Exercise aim>
In the data that follows, each entry is to be restated exactly.

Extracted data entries
○ ○ ○ ○

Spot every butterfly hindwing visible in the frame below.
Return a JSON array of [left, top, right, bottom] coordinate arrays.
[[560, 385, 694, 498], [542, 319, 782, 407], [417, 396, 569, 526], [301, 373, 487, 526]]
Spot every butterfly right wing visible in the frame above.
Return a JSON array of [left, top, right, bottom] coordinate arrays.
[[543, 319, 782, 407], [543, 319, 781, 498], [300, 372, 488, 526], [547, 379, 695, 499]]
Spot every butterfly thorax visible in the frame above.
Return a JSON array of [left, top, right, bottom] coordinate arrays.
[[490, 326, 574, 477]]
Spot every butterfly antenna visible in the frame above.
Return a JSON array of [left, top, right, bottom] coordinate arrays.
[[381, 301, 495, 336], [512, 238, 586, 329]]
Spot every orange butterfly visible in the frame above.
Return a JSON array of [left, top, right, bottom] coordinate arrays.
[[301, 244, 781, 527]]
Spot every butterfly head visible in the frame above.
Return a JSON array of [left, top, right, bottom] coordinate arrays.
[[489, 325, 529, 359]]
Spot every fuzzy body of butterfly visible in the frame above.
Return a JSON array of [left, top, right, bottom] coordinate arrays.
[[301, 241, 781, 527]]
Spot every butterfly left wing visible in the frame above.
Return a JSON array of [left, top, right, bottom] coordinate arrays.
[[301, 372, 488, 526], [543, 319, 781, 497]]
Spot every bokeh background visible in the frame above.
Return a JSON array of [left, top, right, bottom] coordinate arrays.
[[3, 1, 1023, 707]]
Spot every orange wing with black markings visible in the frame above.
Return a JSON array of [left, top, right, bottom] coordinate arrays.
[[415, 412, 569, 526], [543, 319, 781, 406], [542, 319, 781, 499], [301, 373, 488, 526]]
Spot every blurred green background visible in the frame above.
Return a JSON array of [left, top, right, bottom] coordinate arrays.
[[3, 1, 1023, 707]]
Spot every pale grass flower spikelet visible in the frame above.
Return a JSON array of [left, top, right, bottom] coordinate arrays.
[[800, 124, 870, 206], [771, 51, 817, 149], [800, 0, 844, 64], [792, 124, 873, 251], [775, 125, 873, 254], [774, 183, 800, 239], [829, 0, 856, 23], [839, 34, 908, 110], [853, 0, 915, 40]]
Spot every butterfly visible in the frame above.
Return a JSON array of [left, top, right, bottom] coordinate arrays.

○ ○ ○ ○

Result of the exercise>
Spot every butterfly hindwing visible in the frame below.
Return a JSON array of [left, top, right, bottom] coordinate arrays.
[[560, 385, 694, 498], [542, 319, 782, 407], [417, 396, 569, 526], [301, 373, 487, 526]]
Spot every butterfly right wing visible in the frame above.
Return a JSON array of [left, top, right, bottom] coordinate arrays.
[[543, 319, 782, 407], [543, 319, 781, 498], [300, 372, 488, 526], [547, 379, 695, 499]]
Spot every butterfly thorax visible in the frame above.
Return a JSON array of [left, top, right, bottom] coordinate arrays.
[[490, 326, 574, 477]]
Spot every butterfly antenna visible in the frame above.
Return a JSON array of [left, top, right, bottom] coordinate arrays.
[[381, 301, 495, 336], [512, 238, 586, 329]]
Spot every orange butterfly visible in the frame above.
Return a JSON array of [left, top, right, bottom] coordinate arrays.
[[301, 244, 781, 527]]
Spot every butterfly head visible in the frame above.
Return a JSON array of [left, top, right, bottom] coordinate arrays.
[[489, 325, 529, 359]]
Spot every fuzzy body of butterfly visible in the frame above.
Return a JSON array of [left, top, right, bottom] coordinate arrays.
[[301, 241, 781, 527]]
Spot every butterfly left wing visible in the frame above.
Return a JSON array of [left, top, right, bottom] coordinate arrays.
[[301, 372, 488, 526], [543, 319, 781, 497]]
Spot every bokeh background visible in the frame above.
Return a JSON array of [left, top, right, bottom] coordinate arrays.
[[3, 1, 1023, 707]]
Spot every orange wing with black markings visible in the frame above.
Return a JSON array of [left, top, right, bottom] coordinate arrays.
[[415, 412, 569, 526], [543, 319, 781, 406], [542, 319, 781, 499], [301, 373, 488, 526]]
Spot every blurred green background visible in the frame above.
Return a JSON array of [left, top, right, bottom] coordinate arrays.
[[3, 1, 1023, 707]]
Spot every pale grass flower spikelet visible in the frame above.
Return a JSON array of [left, top, right, bottom] coordinate arrays.
[[800, 124, 870, 206], [771, 51, 817, 149], [800, 0, 844, 64], [792, 124, 873, 251], [775, 125, 873, 254], [774, 183, 800, 239], [829, 0, 856, 23], [839, 34, 908, 110], [853, 0, 915, 40]]
Spot every butterfly visible in the frame above.
Return a JSON array of [left, top, right, bottom] coordinate arrays.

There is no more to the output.